_EXERCISE INPUTS_
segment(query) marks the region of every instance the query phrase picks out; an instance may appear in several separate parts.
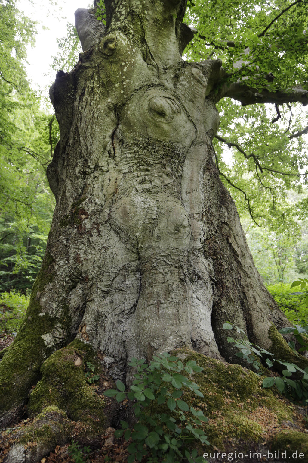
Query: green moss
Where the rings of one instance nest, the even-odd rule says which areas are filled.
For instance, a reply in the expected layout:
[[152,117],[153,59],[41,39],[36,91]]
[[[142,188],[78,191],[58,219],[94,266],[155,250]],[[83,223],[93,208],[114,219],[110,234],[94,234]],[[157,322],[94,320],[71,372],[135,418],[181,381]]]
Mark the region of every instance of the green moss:
[[[92,348],[76,339],[52,354],[42,365],[42,378],[30,396],[29,415],[35,416],[46,407],[55,406],[74,421],[89,425],[92,432],[103,431],[106,399],[98,396],[87,382],[84,368],[86,362],[91,362],[96,363],[99,373],[94,357]],[[75,364],[76,360],[80,364]]]
[[211,447],[223,450],[230,445],[244,445],[248,448],[265,440],[266,434],[283,422],[295,419],[294,407],[276,395],[277,390],[262,388],[262,378],[253,372],[191,350],[174,353],[179,352],[185,354],[185,361],[195,360],[204,369],[193,375],[204,397],[189,391],[182,397],[209,419],[204,429]]
[[39,335],[18,336],[0,363],[0,408],[9,410],[25,400],[40,375],[44,342]]
[[72,429],[72,424],[65,413],[56,407],[47,407],[23,429],[18,440],[24,445],[36,442],[41,447],[50,449],[65,441]]
[[64,215],[60,220],[60,227],[72,226],[74,225],[80,225],[81,220],[79,216],[79,207],[84,200],[84,198],[81,198],[79,200],[72,203],[70,213]]
[[[273,354],[275,358],[280,360],[287,360],[303,369],[308,366],[308,359],[302,356],[296,355],[272,324],[268,330],[268,335],[272,341],[270,350]],[[280,368],[284,367],[281,365]]]
[[[294,429],[284,429],[273,437],[271,444],[273,450],[287,450],[288,456],[291,457],[292,462],[308,463],[308,434]],[[296,450],[297,457],[292,458],[293,452]],[[299,457],[300,453],[303,453],[303,458]]]

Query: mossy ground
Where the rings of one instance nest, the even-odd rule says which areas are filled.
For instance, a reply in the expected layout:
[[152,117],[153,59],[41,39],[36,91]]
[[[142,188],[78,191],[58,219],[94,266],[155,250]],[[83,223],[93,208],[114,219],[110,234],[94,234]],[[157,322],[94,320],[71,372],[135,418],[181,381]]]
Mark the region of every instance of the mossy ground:
[[52,354],[42,365],[42,379],[32,392],[27,406],[30,417],[46,407],[56,406],[74,421],[88,425],[89,432],[99,433],[106,425],[106,398],[99,395],[85,376],[85,365],[91,361],[99,374],[99,364],[91,347],[75,340]]
[[[281,360],[287,359],[288,362],[295,363],[303,369],[308,366],[308,359],[301,355],[296,355],[273,325],[268,330],[268,335],[272,341],[270,351],[274,354],[275,358]],[[277,367],[278,367],[277,365]]]
[[[296,434],[298,449],[308,445],[308,434],[301,432],[303,422],[296,414],[296,406],[275,388],[262,388],[262,379],[253,372],[191,350],[174,353],[179,352],[185,355],[185,361],[195,360],[204,369],[193,375],[204,397],[187,391],[182,398],[189,406],[202,410],[209,419],[204,429],[211,449],[249,450],[265,443],[268,448],[275,445],[284,449],[291,440],[290,433]],[[291,431],[289,426],[299,429]],[[307,458],[302,461],[308,461],[308,452]]]

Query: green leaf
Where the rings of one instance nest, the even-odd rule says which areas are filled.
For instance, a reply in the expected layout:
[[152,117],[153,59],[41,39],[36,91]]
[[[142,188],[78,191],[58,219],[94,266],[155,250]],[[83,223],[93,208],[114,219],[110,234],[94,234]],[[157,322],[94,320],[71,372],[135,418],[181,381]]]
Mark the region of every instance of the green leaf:
[[106,397],[114,397],[118,394],[118,392],[115,389],[108,389],[107,391],[105,391],[103,394]]
[[167,400],[167,405],[168,408],[171,410],[172,412],[175,408],[175,401],[174,399],[169,397]]
[[262,387],[271,388],[274,385],[274,378],[265,378],[262,382]]
[[189,410],[189,407],[184,400],[177,400],[176,405],[181,410],[184,412],[187,412]]
[[173,379],[173,378],[172,377],[172,376],[170,376],[170,375],[168,375],[168,373],[165,373],[165,374],[163,375],[163,377],[162,378],[162,381],[167,381],[168,382],[169,382],[170,381],[172,381]]

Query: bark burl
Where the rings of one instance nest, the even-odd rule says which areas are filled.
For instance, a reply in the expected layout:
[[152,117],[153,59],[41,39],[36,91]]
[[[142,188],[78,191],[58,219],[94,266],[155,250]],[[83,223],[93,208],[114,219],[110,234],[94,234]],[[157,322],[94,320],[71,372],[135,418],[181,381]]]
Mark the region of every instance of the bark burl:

_WHAT THE EXERCISE ASKS_
The records above must be echoed exactly, minus their pictures.

_WORKED ANSWER_
segment(query) marks the region of every instance the query phrase picks out; an instance may appear in several separate parts.
Query: green moss
Where the rings of one instance nest, the even-odd rule says which areas are filled.
For instance, a reply in the expected layout:
[[152,117],[153,59],[41,39],[36,91]]
[[[142,188],[78,191],[58,219],[94,266],[155,250]],[[83,223],[93,208],[114,219],[110,234],[94,234]],[[157,322],[94,320],[71,372],[135,418],[181,381]]]
Mark the region of every instance of the green moss:
[[[92,348],[76,339],[52,354],[42,365],[42,378],[30,396],[29,415],[35,416],[46,407],[55,406],[74,421],[89,425],[92,432],[103,431],[106,399],[98,396],[87,382],[84,368],[86,362],[91,362],[96,363],[99,373],[94,357]],[[75,364],[76,360],[80,364]]]
[[211,447],[223,450],[230,445],[244,445],[248,448],[265,440],[266,434],[283,422],[295,419],[294,407],[276,395],[277,390],[262,388],[262,378],[253,372],[191,350],[174,353],[179,352],[185,354],[185,361],[195,360],[204,369],[193,375],[204,397],[189,391],[182,397],[209,419],[204,429]]
[[39,335],[18,336],[0,363],[0,408],[9,410],[25,400],[40,375],[44,342]]
[[72,429],[72,424],[65,413],[56,407],[47,407],[23,429],[18,440],[24,445],[36,442],[41,447],[50,449],[65,441]]
[[64,215],[60,220],[60,227],[72,226],[74,225],[80,225],[81,220],[79,216],[79,207],[84,200],[84,198],[81,198],[79,200],[72,203],[70,213]]
[[[273,354],[275,358],[280,360],[287,360],[303,369],[308,366],[308,359],[302,356],[296,355],[272,324],[268,330],[268,335],[272,341],[270,350]],[[280,368],[284,367],[281,365]]]
[[[294,429],[284,429],[273,437],[271,444],[273,450],[287,450],[288,456],[291,457],[292,462],[308,463],[308,434]],[[296,450],[297,457],[292,458],[293,452]],[[299,457],[300,453],[303,453],[303,458]]]

Query: mossy ground
Where the rings of one instance nest, the even-odd rule says which areas are filled.
For instance, a reply in the expected layout:
[[152,117],[153,59],[41,39],[36,91]]
[[[142,188],[78,191],[58,219],[94,266],[155,250]],[[83,223],[93,208],[114,219],[110,234],[94,234]],[[157,322],[94,320],[71,372],[135,418],[181,381]]]
Mark the region of every instance of the mossy ground:
[[52,354],[42,365],[42,379],[32,392],[27,406],[30,417],[46,407],[56,406],[74,421],[88,425],[89,432],[99,433],[106,425],[106,398],[99,395],[85,376],[85,365],[91,361],[99,374],[99,364],[91,347],[75,340]]
[[[281,360],[287,359],[288,362],[295,363],[303,369],[308,366],[308,359],[301,355],[296,355],[273,325],[268,330],[268,335],[272,341],[270,351],[274,354],[275,358]],[[277,367],[278,367],[277,365]]]
[[[296,434],[298,449],[308,445],[308,434],[301,432],[303,422],[296,414],[296,406],[275,388],[262,388],[262,379],[253,372],[191,350],[174,353],[179,352],[185,355],[185,361],[195,360],[204,369],[193,375],[204,397],[187,391],[182,398],[189,406],[202,410],[209,419],[204,429],[211,449],[249,450],[265,443],[268,448],[275,445],[284,449],[291,440],[290,433]],[[291,431],[289,426],[299,429]],[[307,458],[302,461],[308,461],[308,452]]]

Query: green leaf
Where the rings of one instance nest, the even-odd rule says which areas are filled.
For instance, a reply in the expected layout:
[[152,117],[153,59],[41,39],[36,91]]
[[[142,188],[78,191],[58,219],[94,266],[155,250]],[[83,223],[93,208],[114,219],[110,234],[94,234]],[[157,322],[94,320],[71,372],[135,418],[181,381]]]
Mark the region of every instance of the green leaf:
[[106,397],[114,397],[118,394],[118,392],[115,389],[108,389],[107,391],[105,391],[103,394]]
[[167,400],[167,405],[168,408],[171,410],[172,412],[175,408],[175,401],[174,399],[169,397]]
[[262,387],[271,388],[274,385],[274,378],[265,378],[262,382]]
[[189,410],[189,407],[184,400],[177,400],[176,405],[181,410],[184,412],[187,412]]
[[173,379],[173,378],[172,377],[172,376],[170,376],[170,375],[168,375],[168,373],[165,373],[165,374],[163,375],[163,377],[162,378],[162,381],[167,381],[168,382],[169,382],[170,381],[172,381]]

Query: bark burl
Where the rings of one instance nest, the even-odd rule says which areas are filled.
For instance, a reply in the expected layout:
[[152,117],[153,59],[41,39],[36,91]]
[[[142,188],[78,191],[58,219],[94,266],[155,250]],[[83,223],[93,208],[114,219],[110,234],[94,234]],[[157,322],[94,320],[71,372],[135,418],[181,381]]]
Mark the region of every instance of the bark burl:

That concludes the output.